___ LISTED ENTRIES ___

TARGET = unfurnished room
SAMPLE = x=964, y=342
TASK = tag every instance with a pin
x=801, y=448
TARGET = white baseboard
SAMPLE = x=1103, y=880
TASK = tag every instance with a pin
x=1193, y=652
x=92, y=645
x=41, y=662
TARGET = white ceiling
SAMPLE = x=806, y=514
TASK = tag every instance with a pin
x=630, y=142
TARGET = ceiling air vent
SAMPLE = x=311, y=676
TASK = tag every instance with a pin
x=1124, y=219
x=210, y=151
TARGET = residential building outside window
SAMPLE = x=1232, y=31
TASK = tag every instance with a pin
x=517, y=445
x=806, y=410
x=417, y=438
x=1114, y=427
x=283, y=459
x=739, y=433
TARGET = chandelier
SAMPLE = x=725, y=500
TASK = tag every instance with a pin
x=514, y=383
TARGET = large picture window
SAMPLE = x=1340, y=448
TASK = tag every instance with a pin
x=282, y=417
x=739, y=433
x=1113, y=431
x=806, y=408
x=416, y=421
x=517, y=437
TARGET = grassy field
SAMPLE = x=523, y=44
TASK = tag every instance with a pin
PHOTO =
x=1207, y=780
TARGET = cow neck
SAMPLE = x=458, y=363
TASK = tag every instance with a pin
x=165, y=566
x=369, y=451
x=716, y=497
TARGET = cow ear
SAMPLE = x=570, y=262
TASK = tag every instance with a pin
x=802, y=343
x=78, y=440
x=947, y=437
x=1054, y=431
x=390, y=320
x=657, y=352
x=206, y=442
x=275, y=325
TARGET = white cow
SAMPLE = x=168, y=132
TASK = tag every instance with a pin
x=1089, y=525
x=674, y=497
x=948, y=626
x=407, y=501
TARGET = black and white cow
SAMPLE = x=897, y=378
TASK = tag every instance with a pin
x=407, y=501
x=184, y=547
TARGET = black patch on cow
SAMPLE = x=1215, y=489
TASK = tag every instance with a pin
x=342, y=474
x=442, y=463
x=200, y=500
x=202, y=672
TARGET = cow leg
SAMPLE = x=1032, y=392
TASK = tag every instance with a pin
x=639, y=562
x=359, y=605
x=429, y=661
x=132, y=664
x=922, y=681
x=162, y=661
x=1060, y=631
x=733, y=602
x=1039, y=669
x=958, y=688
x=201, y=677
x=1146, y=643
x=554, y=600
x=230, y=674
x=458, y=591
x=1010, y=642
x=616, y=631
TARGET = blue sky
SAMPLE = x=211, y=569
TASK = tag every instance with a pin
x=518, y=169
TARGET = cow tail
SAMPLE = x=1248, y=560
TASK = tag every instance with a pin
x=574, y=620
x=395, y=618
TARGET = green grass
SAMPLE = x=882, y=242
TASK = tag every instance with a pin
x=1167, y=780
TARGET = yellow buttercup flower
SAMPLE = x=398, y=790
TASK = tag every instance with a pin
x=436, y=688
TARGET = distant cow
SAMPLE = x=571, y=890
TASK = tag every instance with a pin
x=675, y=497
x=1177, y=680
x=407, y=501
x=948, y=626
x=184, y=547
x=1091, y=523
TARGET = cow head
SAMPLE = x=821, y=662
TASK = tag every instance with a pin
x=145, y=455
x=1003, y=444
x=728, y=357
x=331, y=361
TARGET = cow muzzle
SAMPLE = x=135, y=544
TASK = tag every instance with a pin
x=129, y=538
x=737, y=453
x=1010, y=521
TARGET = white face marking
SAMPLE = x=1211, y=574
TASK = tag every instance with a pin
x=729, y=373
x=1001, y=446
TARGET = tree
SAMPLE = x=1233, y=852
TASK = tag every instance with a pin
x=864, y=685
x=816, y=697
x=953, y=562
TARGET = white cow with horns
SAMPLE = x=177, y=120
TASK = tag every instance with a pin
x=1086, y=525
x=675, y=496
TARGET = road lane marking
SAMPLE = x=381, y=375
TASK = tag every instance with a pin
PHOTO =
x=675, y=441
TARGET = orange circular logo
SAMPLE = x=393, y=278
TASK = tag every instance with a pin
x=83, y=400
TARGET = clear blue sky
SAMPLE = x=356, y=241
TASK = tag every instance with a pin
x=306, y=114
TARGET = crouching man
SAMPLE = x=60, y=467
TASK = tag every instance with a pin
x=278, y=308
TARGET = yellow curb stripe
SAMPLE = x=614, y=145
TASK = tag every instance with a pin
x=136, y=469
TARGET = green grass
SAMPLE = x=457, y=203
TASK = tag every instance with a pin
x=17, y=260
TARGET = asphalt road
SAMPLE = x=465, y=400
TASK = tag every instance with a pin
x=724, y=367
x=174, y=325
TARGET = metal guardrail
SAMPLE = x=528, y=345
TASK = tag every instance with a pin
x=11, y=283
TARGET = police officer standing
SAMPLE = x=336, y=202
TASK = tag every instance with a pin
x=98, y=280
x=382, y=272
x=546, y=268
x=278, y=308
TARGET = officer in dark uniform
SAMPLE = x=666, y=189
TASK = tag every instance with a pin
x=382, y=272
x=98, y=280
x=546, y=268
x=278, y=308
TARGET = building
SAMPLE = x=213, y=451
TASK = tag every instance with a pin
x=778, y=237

___

* [AIM OF THE EXERCISE]: Rewrite the whole listing above, putting "mark each instance" wherever "tag every instance" appears and leaving every other line unchanged.

* [FULL RESPONSE]:
TARGET = unfurnished room
SAMPLE = x=964, y=342
TASK = mark each instance with a pin
x=801, y=448
TARGET = white baseboard
SAMPLE = x=1103, y=880
TASK = mark each instance with a pin
x=1193, y=652
x=92, y=645
x=41, y=662
TARGET = white ceiling
SAMPLE = x=806, y=514
TASK = mark each instance with a pin
x=630, y=142
TARGET = ceiling air vent
SAMPLE = x=311, y=676
TASK = mark each instance with a pin
x=1124, y=219
x=210, y=151
TARGET = residential building outside window
SAMPLE = x=1232, y=31
TASK = mark each instance with a pin
x=517, y=445
x=806, y=410
x=417, y=438
x=1114, y=427
x=283, y=459
x=739, y=433
TARGET = chandelier
SAMPLE = x=725, y=500
TASK = mark each instance with a pin
x=514, y=383
TARGET = large picture window
SAMPLE = x=1340, y=448
TASK = mark each instance with a pin
x=282, y=417
x=739, y=433
x=1113, y=431
x=806, y=408
x=416, y=421
x=517, y=437
TARGET = grassy field
SAMPLE = x=523, y=44
TASK = mark each instance with a pin
PHOTO =
x=1207, y=780
TARGET = cow neck
SAMPLE = x=458, y=363
TASK = mark each instance with a pin
x=165, y=566
x=369, y=451
x=716, y=497
TARGET = cow ear
SAMPLE = x=570, y=262
TASK = mark each instance with a pin
x=802, y=343
x=78, y=440
x=947, y=437
x=1054, y=431
x=390, y=320
x=657, y=352
x=206, y=442
x=275, y=325
TARGET = white cow
SAMPLE = x=168, y=132
TASK = mark each instance with a pin
x=1089, y=525
x=674, y=497
x=948, y=626
x=407, y=501
TARGET = black and white cow
SAMPLE = x=897, y=378
TASK = mark each instance with a pin
x=407, y=501
x=184, y=547
TARGET = black patch on cow
SAMPLE = x=1215, y=489
TASK = mark each instance with a pin
x=342, y=474
x=442, y=463
x=200, y=500
x=202, y=672
TARGET = cow leg
SAMPLE = x=1032, y=392
TASK = mark each instance with a pin
x=639, y=562
x=359, y=605
x=429, y=661
x=132, y=664
x=922, y=681
x=162, y=661
x=1060, y=631
x=733, y=602
x=1039, y=669
x=958, y=688
x=201, y=677
x=1146, y=643
x=554, y=600
x=230, y=674
x=458, y=591
x=1010, y=642
x=616, y=631
TARGET = blue sky
SAMPLE = x=211, y=569
TASK = mark each instance with a pin
x=518, y=169
TARGET = cow tail
SAMPLE = x=1248, y=560
TASK = mark each instance with a pin
x=574, y=620
x=395, y=618
TARGET = green grass
SAMPLE = x=882, y=242
TASK = mark each instance with a pin
x=1167, y=780
TARGET = yellow buttercup flower
SAMPLE = x=398, y=790
TASK = mark each instance with a pin
x=436, y=688
TARGET = distant cow
SAMPLE = x=571, y=890
TASK = mark each instance with a pin
x=675, y=497
x=1177, y=680
x=407, y=501
x=948, y=626
x=184, y=547
x=1091, y=523
TARGET = cow head
SAMPLE = x=821, y=662
TASK = mark each instance with a pin
x=145, y=455
x=1003, y=444
x=728, y=357
x=331, y=361
TARGET = cow muzzle
SAMPLE = x=135, y=544
TASK = mark each instance with a pin
x=129, y=538
x=737, y=453
x=1010, y=521
TARGET = white face marking
SAMPLE = x=1211, y=574
TASK = mark each instance with a pin
x=729, y=373
x=1001, y=446
TARGET = tree
SAMPLE = x=1233, y=852
TASK = mark each instance with a pin
x=864, y=685
x=816, y=697
x=953, y=562
TARGET = white cow with horns
SAMPLE = x=177, y=120
TASK = mark each instance with a pin
x=1086, y=525
x=675, y=496
TARGET = road lane marking
SAMPLE = x=381, y=375
TASK = mark each instance with a pin
PHOTO =
x=675, y=441
TARGET = orange circular logo
SAMPLE = x=393, y=278
TASK = mark each instance with a pin
x=83, y=400
TARGET = clear blue sky
SAMPLE = x=356, y=241
TASK = mark each instance with a pin
x=306, y=114
TARGET = crouching man
SAMPLE = x=60, y=467
TASK = mark each instance with a pin
x=278, y=308
TARGET = yellow curb stripe
SAMPLE = x=614, y=145
TASK = mark each instance with a pin
x=136, y=469
TARGET = green grass
SAMPLE = x=457, y=203
TASK = mark each instance with a pin
x=17, y=260
TARGET = asphalt road
SAMPLE = x=465, y=400
TASK = mark each instance with a pin
x=724, y=367
x=174, y=325
TARGET = metal guardrail
SAMPLE = x=528, y=345
TASK = mark each instance with a pin
x=11, y=283
TARGET = police officer standing
SAMPLE = x=336, y=202
TASK = mark each instance with a pin
x=98, y=280
x=382, y=272
x=546, y=268
x=278, y=308
TARGET = officer in dark uniform
SAMPLE = x=666, y=189
TASK = mark each instance with a pin
x=382, y=272
x=98, y=280
x=546, y=268
x=278, y=308
TARGET = building
SAMPLE = x=213, y=451
TASK = mark each instance with a pin
x=778, y=237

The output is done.